As one court has held, "[g]ood cause" requires a greater showing than "excusable neglect." At a minimum, good cause requires a showing by the moving party of an objectively sufficient reason for extending a deadline such that the deadlines cannot reasonably be met despite the diligence of the party needing the extension. The inquiry focuses on the moving party's reason for requesting the extension.
Pyke v. Cuomo, 2004 WL 1083244, at *2 (N.D.N.Y. May 12, 2004) (internal citations and quotation marks omitted). The Second Circuit has emphasized that "the primary consideration" in determining whether good cause has been shown "is whether the moving party can demonstrate diligence." Kassner v. 2nd Avenue Delicatessen Inc, 496 F.3d 229, 244 (2d Cir. 2007).
⁂
**WHAT THE TASK ASKS**
Could you revise the passage on good cause from "Pyke v. Cuomo, 2004" up to and including "(2d Cir. 2007).", changing "primary consideration" to "chief consideration"? Work only from the passage on good cause.
⁂
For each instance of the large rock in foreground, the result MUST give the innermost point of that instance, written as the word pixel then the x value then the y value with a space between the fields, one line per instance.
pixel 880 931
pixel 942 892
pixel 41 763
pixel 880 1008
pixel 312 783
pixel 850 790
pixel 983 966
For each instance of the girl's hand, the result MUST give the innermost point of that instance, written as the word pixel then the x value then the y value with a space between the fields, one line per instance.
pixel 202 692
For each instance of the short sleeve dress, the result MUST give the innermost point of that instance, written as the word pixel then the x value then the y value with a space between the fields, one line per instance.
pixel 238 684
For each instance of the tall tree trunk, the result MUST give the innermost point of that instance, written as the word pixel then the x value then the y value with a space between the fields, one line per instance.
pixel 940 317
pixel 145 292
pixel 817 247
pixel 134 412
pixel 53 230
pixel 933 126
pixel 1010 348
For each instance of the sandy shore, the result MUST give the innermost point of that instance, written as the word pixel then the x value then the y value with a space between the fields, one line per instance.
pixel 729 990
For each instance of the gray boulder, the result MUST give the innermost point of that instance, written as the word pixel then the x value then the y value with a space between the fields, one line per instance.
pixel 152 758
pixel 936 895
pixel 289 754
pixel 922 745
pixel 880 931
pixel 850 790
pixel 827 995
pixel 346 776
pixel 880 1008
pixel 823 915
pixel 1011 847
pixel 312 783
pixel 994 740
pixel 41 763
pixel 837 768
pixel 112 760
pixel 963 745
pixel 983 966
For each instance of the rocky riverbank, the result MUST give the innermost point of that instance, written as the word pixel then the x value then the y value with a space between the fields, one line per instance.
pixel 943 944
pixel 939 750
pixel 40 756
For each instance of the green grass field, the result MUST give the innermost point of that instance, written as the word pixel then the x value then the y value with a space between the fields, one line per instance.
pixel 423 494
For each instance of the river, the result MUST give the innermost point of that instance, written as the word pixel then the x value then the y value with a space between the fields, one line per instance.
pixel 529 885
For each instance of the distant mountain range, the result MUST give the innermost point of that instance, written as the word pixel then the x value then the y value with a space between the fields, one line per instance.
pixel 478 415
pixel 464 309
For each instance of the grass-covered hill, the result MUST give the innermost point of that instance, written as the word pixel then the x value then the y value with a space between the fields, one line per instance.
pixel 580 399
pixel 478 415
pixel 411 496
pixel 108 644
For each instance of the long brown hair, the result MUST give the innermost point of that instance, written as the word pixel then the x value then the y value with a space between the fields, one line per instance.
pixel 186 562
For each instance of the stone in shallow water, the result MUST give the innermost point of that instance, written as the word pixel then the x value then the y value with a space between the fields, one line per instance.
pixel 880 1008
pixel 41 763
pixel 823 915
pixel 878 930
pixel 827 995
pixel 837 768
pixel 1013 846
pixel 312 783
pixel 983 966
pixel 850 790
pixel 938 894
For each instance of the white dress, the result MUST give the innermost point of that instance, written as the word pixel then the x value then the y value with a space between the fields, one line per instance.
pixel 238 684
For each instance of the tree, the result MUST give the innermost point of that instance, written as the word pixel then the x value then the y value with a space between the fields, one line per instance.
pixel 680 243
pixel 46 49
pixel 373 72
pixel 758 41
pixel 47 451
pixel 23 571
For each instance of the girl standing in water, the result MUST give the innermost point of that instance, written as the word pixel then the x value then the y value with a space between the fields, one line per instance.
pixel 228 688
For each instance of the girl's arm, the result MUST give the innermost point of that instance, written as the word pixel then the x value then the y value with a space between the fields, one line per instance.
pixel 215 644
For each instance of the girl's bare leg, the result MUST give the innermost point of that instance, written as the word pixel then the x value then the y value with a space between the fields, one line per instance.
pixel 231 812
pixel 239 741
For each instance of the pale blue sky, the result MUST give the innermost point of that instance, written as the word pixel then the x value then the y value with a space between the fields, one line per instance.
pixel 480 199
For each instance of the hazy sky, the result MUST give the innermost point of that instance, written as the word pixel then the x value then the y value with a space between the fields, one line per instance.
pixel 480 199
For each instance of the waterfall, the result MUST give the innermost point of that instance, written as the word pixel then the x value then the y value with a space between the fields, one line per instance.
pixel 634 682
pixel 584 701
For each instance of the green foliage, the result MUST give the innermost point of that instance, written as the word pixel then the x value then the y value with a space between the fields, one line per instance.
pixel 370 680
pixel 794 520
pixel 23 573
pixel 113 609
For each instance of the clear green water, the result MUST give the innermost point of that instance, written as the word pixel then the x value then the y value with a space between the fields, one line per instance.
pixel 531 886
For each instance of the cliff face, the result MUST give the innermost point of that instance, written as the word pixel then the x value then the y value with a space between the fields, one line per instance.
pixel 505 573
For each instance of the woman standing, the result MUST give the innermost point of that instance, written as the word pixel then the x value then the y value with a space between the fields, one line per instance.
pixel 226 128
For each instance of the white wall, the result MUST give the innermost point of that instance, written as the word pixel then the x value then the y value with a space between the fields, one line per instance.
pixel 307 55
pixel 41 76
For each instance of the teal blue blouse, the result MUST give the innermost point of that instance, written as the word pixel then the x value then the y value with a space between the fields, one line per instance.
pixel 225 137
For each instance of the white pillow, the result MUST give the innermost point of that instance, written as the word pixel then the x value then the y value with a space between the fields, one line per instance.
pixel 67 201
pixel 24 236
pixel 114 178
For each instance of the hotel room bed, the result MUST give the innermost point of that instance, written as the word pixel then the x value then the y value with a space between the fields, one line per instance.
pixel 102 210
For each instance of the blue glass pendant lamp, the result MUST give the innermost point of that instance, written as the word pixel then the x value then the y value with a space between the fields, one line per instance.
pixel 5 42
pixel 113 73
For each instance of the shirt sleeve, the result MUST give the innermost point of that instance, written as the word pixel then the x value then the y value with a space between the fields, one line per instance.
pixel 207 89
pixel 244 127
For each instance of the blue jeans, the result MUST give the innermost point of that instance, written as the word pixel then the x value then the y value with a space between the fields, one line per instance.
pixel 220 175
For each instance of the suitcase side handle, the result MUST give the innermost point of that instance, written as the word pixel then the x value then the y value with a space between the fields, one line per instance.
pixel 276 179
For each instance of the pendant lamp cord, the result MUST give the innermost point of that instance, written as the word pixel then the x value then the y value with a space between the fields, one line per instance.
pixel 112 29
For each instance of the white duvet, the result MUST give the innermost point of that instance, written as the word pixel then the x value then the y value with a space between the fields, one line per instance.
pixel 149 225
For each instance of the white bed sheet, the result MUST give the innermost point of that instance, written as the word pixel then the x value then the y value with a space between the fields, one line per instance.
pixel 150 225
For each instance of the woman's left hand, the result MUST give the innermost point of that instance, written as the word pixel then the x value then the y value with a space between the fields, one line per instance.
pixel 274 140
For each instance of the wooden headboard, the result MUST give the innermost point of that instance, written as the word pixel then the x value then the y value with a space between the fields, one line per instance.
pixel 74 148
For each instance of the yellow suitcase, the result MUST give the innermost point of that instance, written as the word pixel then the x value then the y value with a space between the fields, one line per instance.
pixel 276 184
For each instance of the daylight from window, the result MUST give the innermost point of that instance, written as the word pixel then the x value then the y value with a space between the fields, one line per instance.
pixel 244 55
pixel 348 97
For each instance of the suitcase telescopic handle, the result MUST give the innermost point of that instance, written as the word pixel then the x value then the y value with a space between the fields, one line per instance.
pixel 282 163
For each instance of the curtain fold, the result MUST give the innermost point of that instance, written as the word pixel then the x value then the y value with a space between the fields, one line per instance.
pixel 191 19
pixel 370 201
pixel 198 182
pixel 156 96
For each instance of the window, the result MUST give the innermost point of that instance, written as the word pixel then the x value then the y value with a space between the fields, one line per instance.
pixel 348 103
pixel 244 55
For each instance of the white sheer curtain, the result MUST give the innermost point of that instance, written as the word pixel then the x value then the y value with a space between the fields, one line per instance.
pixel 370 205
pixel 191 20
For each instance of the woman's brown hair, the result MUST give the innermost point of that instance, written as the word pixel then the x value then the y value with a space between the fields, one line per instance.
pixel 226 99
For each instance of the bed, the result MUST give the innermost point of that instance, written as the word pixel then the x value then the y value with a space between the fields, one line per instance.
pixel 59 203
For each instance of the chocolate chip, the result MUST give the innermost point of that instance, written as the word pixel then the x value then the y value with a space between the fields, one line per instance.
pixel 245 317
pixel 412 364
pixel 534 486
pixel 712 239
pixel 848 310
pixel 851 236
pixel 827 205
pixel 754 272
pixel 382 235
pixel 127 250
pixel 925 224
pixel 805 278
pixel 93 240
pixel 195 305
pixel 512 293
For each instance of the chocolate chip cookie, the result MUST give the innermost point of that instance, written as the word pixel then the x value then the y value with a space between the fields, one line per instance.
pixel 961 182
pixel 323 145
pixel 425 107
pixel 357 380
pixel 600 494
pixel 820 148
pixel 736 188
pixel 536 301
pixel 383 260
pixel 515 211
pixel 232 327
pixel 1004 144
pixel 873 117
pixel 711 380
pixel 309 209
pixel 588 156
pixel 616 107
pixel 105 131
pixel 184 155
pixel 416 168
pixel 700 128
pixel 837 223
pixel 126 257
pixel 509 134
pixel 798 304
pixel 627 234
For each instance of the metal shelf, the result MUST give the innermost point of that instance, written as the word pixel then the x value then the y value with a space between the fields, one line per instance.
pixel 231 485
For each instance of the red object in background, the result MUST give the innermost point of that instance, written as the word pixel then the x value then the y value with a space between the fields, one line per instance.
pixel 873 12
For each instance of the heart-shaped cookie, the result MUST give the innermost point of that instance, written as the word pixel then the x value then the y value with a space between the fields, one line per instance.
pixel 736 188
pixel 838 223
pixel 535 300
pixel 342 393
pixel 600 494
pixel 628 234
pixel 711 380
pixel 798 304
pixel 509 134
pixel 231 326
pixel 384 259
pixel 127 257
⁂
**SOLUTION BELOW**
Pyke v. Cuomo, 2004 WL 1083244, at *2 (N.D.N.Y. May 12, 2004) (internal citations and quotation marks omitted). The Second Circuit has emphasized that "the chief consideration" in determining whether good cause has been shown "is whether the moving party can demonstrate diligence." Kassner v. 2nd Avenue Delicatessen Inc, 496 F.3d 229, 244 (2d Cir. 2007).